◆ **Instructions for the task**
Reproduce the entries from the line with "Target: man's face" through the end of the entries, keeping all of their wording, and raise every coordinate in the answer outlines by 141 while leaving the numbers in the format samples unchanged. Leave the pictures out.
## START
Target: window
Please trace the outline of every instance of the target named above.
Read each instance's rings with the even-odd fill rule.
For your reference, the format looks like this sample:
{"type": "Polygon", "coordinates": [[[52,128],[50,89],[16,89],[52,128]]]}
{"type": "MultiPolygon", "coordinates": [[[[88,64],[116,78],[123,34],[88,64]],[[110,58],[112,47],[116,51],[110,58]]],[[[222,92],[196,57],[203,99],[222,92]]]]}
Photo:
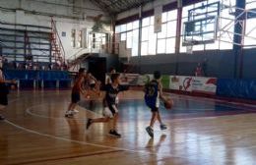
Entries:
{"type": "Polygon", "coordinates": [[[82,47],[82,30],[79,30],[78,31],[78,45],[77,45],[77,47],[82,47]]]}
{"type": "MultiPolygon", "coordinates": [[[[246,9],[255,9],[255,0],[246,0],[246,9]]],[[[248,12],[248,15],[254,15],[255,13],[248,12]]],[[[246,28],[244,36],[244,46],[245,48],[255,48],[256,47],[256,18],[252,17],[246,20],[246,28]]]]}
{"type": "MultiPolygon", "coordinates": [[[[207,0],[207,1],[186,6],[182,9],[182,28],[181,28],[182,35],[181,35],[181,43],[180,43],[180,52],[186,52],[186,46],[182,45],[182,40],[183,40],[183,33],[184,33],[184,23],[188,21],[188,11],[196,7],[201,7],[202,4],[207,5],[215,2],[220,2],[221,6],[222,5],[225,6],[225,8],[222,8],[220,11],[220,18],[218,23],[220,30],[217,33],[217,38],[214,43],[209,43],[205,45],[204,44],[194,45],[193,50],[202,51],[202,50],[213,50],[213,49],[232,49],[234,16],[232,15],[231,6],[235,6],[235,0],[207,0]]],[[[217,9],[216,7],[207,9],[208,16],[216,16],[216,13],[211,13],[217,9]]],[[[205,13],[203,9],[201,11],[202,14],[205,13]]],[[[201,11],[199,10],[199,12],[201,11]]],[[[202,19],[202,18],[206,18],[206,15],[203,14],[197,17],[197,19],[202,19]]],[[[213,22],[208,21],[204,30],[206,31],[214,30],[215,26],[216,25],[213,22]]],[[[195,36],[194,38],[196,37],[197,36],[195,36]]],[[[204,34],[203,39],[207,39],[207,38],[215,38],[214,33],[204,34]]],[[[201,37],[198,39],[201,40],[201,37]]]]}
{"type": "Polygon", "coordinates": [[[132,56],[138,56],[139,21],[115,27],[116,42],[126,41],[126,48],[132,49],[132,56]]]}
{"type": "Polygon", "coordinates": [[[71,30],[71,46],[76,47],[76,29],[71,30]]]}

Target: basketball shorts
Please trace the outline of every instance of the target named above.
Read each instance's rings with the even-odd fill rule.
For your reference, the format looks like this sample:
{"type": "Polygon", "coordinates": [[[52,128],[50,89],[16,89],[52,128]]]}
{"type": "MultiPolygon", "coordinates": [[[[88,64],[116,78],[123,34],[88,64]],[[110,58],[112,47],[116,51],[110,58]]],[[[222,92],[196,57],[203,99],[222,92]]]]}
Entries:
{"type": "Polygon", "coordinates": [[[80,93],[72,92],[71,101],[72,103],[78,103],[80,101],[80,93]]]}
{"type": "Polygon", "coordinates": [[[118,109],[116,108],[116,105],[110,105],[110,106],[104,107],[104,109],[103,109],[104,117],[113,118],[116,113],[118,113],[118,109]]]}

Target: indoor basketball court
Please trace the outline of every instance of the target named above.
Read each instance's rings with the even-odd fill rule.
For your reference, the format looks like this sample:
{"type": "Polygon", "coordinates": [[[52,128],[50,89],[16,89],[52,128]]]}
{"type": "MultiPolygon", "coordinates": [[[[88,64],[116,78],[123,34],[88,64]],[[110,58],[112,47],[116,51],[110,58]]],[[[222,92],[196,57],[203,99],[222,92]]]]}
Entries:
{"type": "Polygon", "coordinates": [[[256,164],[255,9],[0,0],[0,164],[256,164]]]}

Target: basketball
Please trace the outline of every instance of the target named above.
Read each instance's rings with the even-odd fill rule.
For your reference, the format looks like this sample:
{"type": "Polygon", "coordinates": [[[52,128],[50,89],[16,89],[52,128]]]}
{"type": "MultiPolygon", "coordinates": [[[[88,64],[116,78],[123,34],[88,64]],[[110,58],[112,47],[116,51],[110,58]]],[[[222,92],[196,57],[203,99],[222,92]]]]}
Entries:
{"type": "Polygon", "coordinates": [[[166,109],[170,110],[173,106],[173,100],[170,98],[167,98],[163,104],[166,109]]]}

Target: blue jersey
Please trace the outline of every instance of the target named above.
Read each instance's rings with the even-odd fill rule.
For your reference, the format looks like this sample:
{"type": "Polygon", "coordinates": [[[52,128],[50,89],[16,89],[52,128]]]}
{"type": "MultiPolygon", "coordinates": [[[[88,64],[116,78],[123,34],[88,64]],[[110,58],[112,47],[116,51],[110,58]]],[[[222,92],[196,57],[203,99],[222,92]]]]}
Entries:
{"type": "Polygon", "coordinates": [[[145,103],[150,108],[158,107],[159,100],[159,82],[157,81],[151,81],[145,85],[145,103]]]}

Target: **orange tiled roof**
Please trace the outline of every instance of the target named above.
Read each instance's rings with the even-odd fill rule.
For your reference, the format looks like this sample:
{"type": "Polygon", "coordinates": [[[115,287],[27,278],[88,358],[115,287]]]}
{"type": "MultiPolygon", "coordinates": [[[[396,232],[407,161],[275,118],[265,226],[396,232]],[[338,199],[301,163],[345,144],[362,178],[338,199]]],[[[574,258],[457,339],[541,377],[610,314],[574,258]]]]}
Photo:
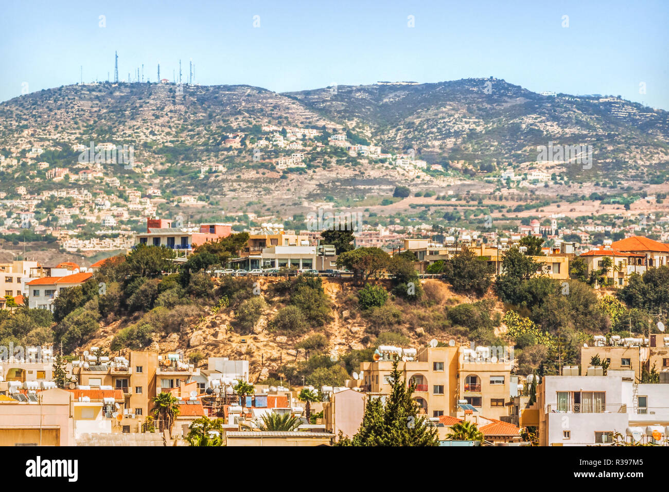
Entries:
{"type": "Polygon", "coordinates": [[[636,253],[622,253],[617,249],[592,249],[586,253],[581,253],[581,256],[624,256],[626,258],[630,256],[644,257],[643,255],[636,253]]]}
{"type": "Polygon", "coordinates": [[[86,272],[85,273],[74,273],[74,275],[68,275],[65,277],[61,277],[56,281],[56,283],[81,283],[82,282],[86,281],[92,276],[93,274],[90,271],[86,272]]]}
{"type": "Polygon", "coordinates": [[[56,265],[56,268],[67,268],[68,270],[78,270],[79,265],[72,261],[63,261],[56,265]]]}
{"type": "Polygon", "coordinates": [[[658,243],[643,236],[632,236],[611,245],[614,249],[622,251],[664,251],[669,253],[669,245],[658,243]]]}
{"type": "Polygon", "coordinates": [[[26,285],[53,285],[56,280],[60,280],[62,277],[42,277],[40,279],[31,280],[26,285]]]}
{"type": "Polygon", "coordinates": [[[203,417],[205,416],[205,409],[201,402],[197,402],[194,405],[189,405],[185,401],[179,402],[179,416],[203,417]]]}
{"type": "Polygon", "coordinates": [[[72,392],[75,400],[82,396],[88,396],[91,400],[102,400],[103,398],[113,398],[123,401],[123,392],[120,390],[68,390],[72,392]]]}
{"type": "Polygon", "coordinates": [[[452,425],[455,425],[462,422],[462,419],[458,417],[452,417],[450,415],[440,415],[439,421],[447,427],[450,427],[452,425]]]}
{"type": "Polygon", "coordinates": [[[484,436],[519,436],[520,429],[513,424],[509,424],[502,420],[497,420],[494,418],[486,417],[489,420],[492,420],[490,424],[486,424],[478,428],[484,436]]]}

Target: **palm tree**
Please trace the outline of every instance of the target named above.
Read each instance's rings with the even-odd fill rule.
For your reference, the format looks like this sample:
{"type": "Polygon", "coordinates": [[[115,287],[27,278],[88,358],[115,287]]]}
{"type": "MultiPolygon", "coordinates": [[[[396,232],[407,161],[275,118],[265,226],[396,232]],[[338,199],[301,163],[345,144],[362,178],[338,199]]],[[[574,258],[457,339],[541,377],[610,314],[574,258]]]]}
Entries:
{"type": "Polygon", "coordinates": [[[446,437],[451,441],[480,441],[483,442],[483,434],[471,422],[458,422],[451,426],[446,437]]]}
{"type": "Polygon", "coordinates": [[[174,419],[179,414],[179,400],[172,396],[171,393],[163,392],[153,397],[153,416],[160,424],[159,428],[161,432],[167,428],[172,437],[172,426],[174,419]]]}
{"type": "Polygon", "coordinates": [[[298,399],[300,401],[306,403],[304,413],[306,414],[306,421],[310,422],[309,418],[311,416],[311,402],[319,401],[320,398],[318,398],[318,395],[315,391],[308,390],[305,388],[300,392],[300,396],[298,396],[298,399]]]}
{"type": "Polygon", "coordinates": [[[188,428],[186,441],[191,446],[223,445],[223,420],[220,418],[196,418],[188,428]]]}
{"type": "Polygon", "coordinates": [[[240,402],[240,404],[242,406],[244,406],[244,397],[247,394],[253,394],[256,390],[253,384],[250,384],[242,380],[240,380],[240,382],[237,383],[237,386],[234,386],[232,389],[240,396],[240,399],[242,400],[240,402]]]}
{"type": "Polygon", "coordinates": [[[299,418],[289,413],[266,413],[262,415],[262,423],[260,427],[263,430],[294,430],[302,422],[299,418]]]}

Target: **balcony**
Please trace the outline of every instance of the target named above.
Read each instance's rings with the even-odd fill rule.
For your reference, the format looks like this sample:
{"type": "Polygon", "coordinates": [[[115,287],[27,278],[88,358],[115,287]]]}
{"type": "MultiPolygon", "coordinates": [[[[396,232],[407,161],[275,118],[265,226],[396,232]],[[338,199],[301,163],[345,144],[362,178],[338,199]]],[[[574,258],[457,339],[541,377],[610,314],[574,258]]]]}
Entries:
{"type": "Polygon", "coordinates": [[[626,413],[627,405],[607,405],[596,402],[551,403],[547,406],[547,409],[548,413],[626,413]]]}

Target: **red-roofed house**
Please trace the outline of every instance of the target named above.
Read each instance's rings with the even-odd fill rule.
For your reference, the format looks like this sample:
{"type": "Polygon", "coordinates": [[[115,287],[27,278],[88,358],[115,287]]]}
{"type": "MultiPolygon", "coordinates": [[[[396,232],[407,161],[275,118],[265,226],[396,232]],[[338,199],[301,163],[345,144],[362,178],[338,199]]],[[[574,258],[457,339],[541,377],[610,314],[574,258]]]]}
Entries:
{"type": "Polygon", "coordinates": [[[43,277],[26,283],[28,307],[30,309],[54,310],[54,299],[58,293],[70,287],[80,285],[93,276],[90,272],[74,273],[64,277],[43,277]]]}

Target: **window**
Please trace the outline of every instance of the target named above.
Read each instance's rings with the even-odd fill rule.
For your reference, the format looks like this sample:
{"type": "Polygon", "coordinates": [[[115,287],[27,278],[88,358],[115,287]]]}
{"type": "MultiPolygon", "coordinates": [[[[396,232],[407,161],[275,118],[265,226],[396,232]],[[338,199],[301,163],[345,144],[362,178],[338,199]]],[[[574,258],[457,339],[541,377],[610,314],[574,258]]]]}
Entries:
{"type": "Polygon", "coordinates": [[[636,413],[638,415],[645,415],[648,412],[648,397],[636,397],[636,413]]]}
{"type": "Polygon", "coordinates": [[[480,406],[481,401],[482,398],[480,396],[465,396],[464,399],[467,400],[467,403],[472,405],[472,406],[480,406]]]}
{"type": "Polygon", "coordinates": [[[595,444],[605,444],[613,441],[613,433],[612,432],[595,433],[595,444]]]}

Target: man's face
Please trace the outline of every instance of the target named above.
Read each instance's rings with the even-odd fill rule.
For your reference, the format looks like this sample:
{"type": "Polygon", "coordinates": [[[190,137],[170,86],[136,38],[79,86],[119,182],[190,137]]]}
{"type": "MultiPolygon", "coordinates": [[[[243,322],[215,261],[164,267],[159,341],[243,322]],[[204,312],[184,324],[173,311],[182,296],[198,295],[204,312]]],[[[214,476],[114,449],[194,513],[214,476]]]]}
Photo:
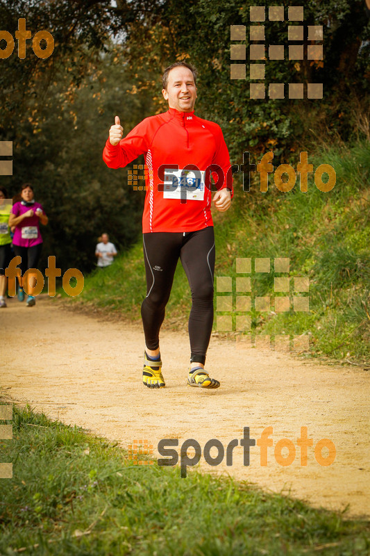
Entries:
{"type": "Polygon", "coordinates": [[[192,72],[187,67],[174,67],[168,74],[167,88],[162,94],[170,108],[179,112],[192,112],[196,98],[196,87],[192,72]]]}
## END
◆ **Expected answer**
Target: man's face
Please trace the outline of every instance of the target named above.
Read each instance's rings with the even-odd fill rule.
For your reference, the format looks like this sample:
{"type": "Polygon", "coordinates": [[[190,137],[170,86],[136,38],[79,86],[119,182],[190,137]]]}
{"type": "MultiPolygon", "coordinates": [[[[243,322],[215,261],[164,267],[159,341],[243,322]],[[204,312],[184,324],[173,311],[182,296],[198,295],[204,312]]],[[[214,476],[114,449],[194,513],[214,476]]]]}
Photo:
Entries:
{"type": "Polygon", "coordinates": [[[333,213],[328,208],[315,208],[309,215],[308,229],[303,235],[311,249],[320,253],[333,253],[337,239],[337,228],[333,213]]]}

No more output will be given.